** MATERIAL TO PROCESS **

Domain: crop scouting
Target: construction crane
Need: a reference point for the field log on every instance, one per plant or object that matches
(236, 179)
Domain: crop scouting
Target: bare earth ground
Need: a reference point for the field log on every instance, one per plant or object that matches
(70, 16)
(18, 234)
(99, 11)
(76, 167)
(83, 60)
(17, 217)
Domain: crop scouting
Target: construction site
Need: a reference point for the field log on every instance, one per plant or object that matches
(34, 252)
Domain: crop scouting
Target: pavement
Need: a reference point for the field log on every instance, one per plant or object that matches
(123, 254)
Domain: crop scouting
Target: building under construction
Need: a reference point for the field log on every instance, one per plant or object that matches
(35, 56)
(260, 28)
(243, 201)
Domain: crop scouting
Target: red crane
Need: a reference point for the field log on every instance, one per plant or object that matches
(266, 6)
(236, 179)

** ASSIGNED TASK **
Which lines above include the word "crane"? Return each one.

** SOLUTION FOR THIS PROBLEM **
Target: construction crane
Target: red crane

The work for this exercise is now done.